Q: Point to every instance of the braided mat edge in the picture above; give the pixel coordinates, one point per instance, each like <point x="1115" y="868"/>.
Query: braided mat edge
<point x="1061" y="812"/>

--

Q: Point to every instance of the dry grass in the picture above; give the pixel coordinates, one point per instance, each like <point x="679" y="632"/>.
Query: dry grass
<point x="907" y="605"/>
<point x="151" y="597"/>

» **Brief**
Locate every line in the listing above that contains the word "pixel", and copy each of those lines in full.

» **Task solution**
Q: Point to every instance of the braided mat edge in the picture above; give the pixel coordinates, one point per instance, each like <point x="1115" y="868"/>.
Q: Point to every instance of the dry grass in the picture above; give the pixel coordinates, one point per instance, each like <point x="679" y="632"/>.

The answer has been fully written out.